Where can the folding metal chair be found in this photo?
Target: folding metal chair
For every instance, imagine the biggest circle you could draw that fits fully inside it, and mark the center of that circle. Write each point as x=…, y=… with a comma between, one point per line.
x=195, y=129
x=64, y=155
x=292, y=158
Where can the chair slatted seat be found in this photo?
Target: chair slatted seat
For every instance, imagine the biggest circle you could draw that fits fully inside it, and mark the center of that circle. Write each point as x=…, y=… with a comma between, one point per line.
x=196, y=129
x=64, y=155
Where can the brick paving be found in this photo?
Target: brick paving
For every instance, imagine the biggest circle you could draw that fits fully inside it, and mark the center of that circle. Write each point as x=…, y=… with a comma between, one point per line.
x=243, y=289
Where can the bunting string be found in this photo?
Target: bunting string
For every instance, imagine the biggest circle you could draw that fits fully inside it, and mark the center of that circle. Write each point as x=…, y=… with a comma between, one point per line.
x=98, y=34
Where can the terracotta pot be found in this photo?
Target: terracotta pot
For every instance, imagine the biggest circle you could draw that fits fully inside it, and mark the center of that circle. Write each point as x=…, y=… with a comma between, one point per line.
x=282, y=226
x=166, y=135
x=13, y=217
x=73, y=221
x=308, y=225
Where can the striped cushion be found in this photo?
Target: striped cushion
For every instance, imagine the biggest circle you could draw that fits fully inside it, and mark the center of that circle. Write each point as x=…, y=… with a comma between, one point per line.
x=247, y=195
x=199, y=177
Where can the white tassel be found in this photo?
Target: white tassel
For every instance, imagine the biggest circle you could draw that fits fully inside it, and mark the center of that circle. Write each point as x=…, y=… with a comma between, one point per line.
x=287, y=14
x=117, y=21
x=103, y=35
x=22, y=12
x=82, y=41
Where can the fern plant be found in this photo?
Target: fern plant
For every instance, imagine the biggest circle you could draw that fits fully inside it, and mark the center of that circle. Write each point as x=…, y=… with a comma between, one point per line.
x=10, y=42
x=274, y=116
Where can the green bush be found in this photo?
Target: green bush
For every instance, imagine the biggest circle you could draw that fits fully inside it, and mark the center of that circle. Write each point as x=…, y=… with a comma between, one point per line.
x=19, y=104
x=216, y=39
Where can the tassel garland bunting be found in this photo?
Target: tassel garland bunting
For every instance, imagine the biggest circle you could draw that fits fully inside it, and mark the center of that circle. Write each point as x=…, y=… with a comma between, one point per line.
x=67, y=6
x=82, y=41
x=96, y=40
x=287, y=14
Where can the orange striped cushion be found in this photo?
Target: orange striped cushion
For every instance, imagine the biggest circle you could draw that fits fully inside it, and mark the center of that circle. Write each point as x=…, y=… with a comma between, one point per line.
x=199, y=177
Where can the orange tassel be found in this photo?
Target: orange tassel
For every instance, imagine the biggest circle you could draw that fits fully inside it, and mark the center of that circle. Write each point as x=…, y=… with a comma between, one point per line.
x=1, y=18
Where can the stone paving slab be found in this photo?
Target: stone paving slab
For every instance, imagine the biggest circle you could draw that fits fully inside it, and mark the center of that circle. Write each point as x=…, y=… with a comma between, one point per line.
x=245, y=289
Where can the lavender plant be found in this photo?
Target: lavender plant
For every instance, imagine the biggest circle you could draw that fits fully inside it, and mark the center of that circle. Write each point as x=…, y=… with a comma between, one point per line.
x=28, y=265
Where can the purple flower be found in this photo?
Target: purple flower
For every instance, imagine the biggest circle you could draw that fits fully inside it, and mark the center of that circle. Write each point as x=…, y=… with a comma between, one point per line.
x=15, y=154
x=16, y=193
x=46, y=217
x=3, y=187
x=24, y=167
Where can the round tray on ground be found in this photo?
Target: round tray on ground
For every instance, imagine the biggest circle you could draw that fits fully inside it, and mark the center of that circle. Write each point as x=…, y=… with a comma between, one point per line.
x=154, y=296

+ + + + +

■ **Your task**:
The expected output is every record, repeated exactly.

■ **Task result**:
Where can the folding metal chair be found in this photo?
Target: folding metal chair
For every instance, imagine the biggest circle you could draw that fits fully inside it, and mark the center of that circle. Write each point as x=…, y=… with a comma between, one point per line.
x=195, y=129
x=64, y=155
x=292, y=158
Where can the chair slatted seat be found in this photo?
Target: chair slatted seat
For every instance, imagine the biggest circle you could draw that fits fully inside it, and mark the center of that circle. Write each point as x=…, y=… with a comma between, one point per line.
x=196, y=129
x=64, y=155
Where can the brick paving be found in this photo?
Target: brick paving
For every instance, imagine the biggest circle you could draw that fits fully inside it, and mark the center of that circle. Write each point as x=…, y=… with a comma between, one point per line.
x=243, y=289
Where can the bunting string be found in this photo?
Target: bunting string
For every instance, imagine the biggest circle you could draw that fits fully inside it, and mark the center of that circle. Write each point as x=…, y=… with a comma between, one point per line.
x=98, y=34
Where can the terracotta pot be found in this photo?
Target: terracotta pot
For every instance, imagine the biggest circle you could draw that fits fully inside it, and mark the center of that circle. Write each point as x=…, y=… with a comma between, one point per line.
x=282, y=226
x=166, y=135
x=13, y=217
x=73, y=221
x=308, y=225
Where can the striped cushion be found in this photo?
Target: striped cushion
For every instance, imagine the biggest circle you could draw that fits fully inside it, and mark the center of that circle. Write each point as x=…, y=… with a comma between, one point per line.
x=247, y=195
x=199, y=177
Where can the white tassel be found in this photo?
Target: white tassel
For every instance, imagine the biggest circle you could draw that fits fully inside it, and mark the center of that circle. Write each point as x=…, y=… with a comma between, one point per line.
x=287, y=14
x=117, y=21
x=103, y=35
x=22, y=12
x=82, y=41
Where can the fern plant be found in this photo?
Target: fern plant
For every instance, imagine the biggest circle you could draw that fits fully inside it, and mark the center of that circle. Write each point as x=…, y=… with a comma between, one point per line.
x=10, y=42
x=274, y=116
Where can the green bush be found in this photo?
Target: green bush
For every instance, imagine the biggest circle you could draw that fits fully inside it, and mark the center of that circle. Write each point as x=…, y=… with a comma between, one point per line.
x=19, y=104
x=216, y=39
Where can the tassel garland bunting be found in this photo?
Target: tassel garland bunting
For every instance, imagine the biggest circle you could draw that fits fully inside it, and mark the center of that circle. Write each point as x=…, y=… with a comma between, one point per line.
x=67, y=6
x=82, y=41
x=96, y=40
x=287, y=14
Where can the orange striped cushion be found in this photo?
Target: orange striped cushion
For every instance, imagine the biggest circle you could draw that fits fully inside it, and mark the center of that circle. Write each point as x=…, y=… with a comma between, one point per line.
x=199, y=177
Where can the orange tassel be found in this photo?
Target: orange tassel
For every instance, imagine the biggest circle you could draw that fits fully inside it, and mark the center of that circle. Write each point as x=…, y=… with a comma between, one point per line.
x=1, y=18
Where can the stone paving slab be found in this photo?
Target: stone paving slab
For every instance, imagine the biggest circle you could draw that fits fully inside it, and mark the center of that circle. Write each point as x=…, y=… with a comma between, one point per line.
x=245, y=289
Where can the lavender plant be found in this photo?
Target: lavender plant
For every instance, imagine the biggest circle you could draw that fits fully inside it, and mark the center of that circle. Write each point as x=…, y=… with a comma between, one point per line.
x=28, y=265
Where can the purple flower be found in this photo?
Target: purple flower
For every instance, imagine the biggest circle you could draw that fits fully inside it, and mark the center of that circle. Write each point as x=…, y=… with a comma between, one point per line.
x=15, y=154
x=16, y=193
x=46, y=217
x=3, y=187
x=24, y=167
Where can the round tray on ground be found in this photo?
Target: round tray on ground
For every instance, imagine the biggest circle you could draw that fits fully inside it, and mark the center of that circle. Write each point as x=…, y=… with a comma between, one point per line.
x=154, y=296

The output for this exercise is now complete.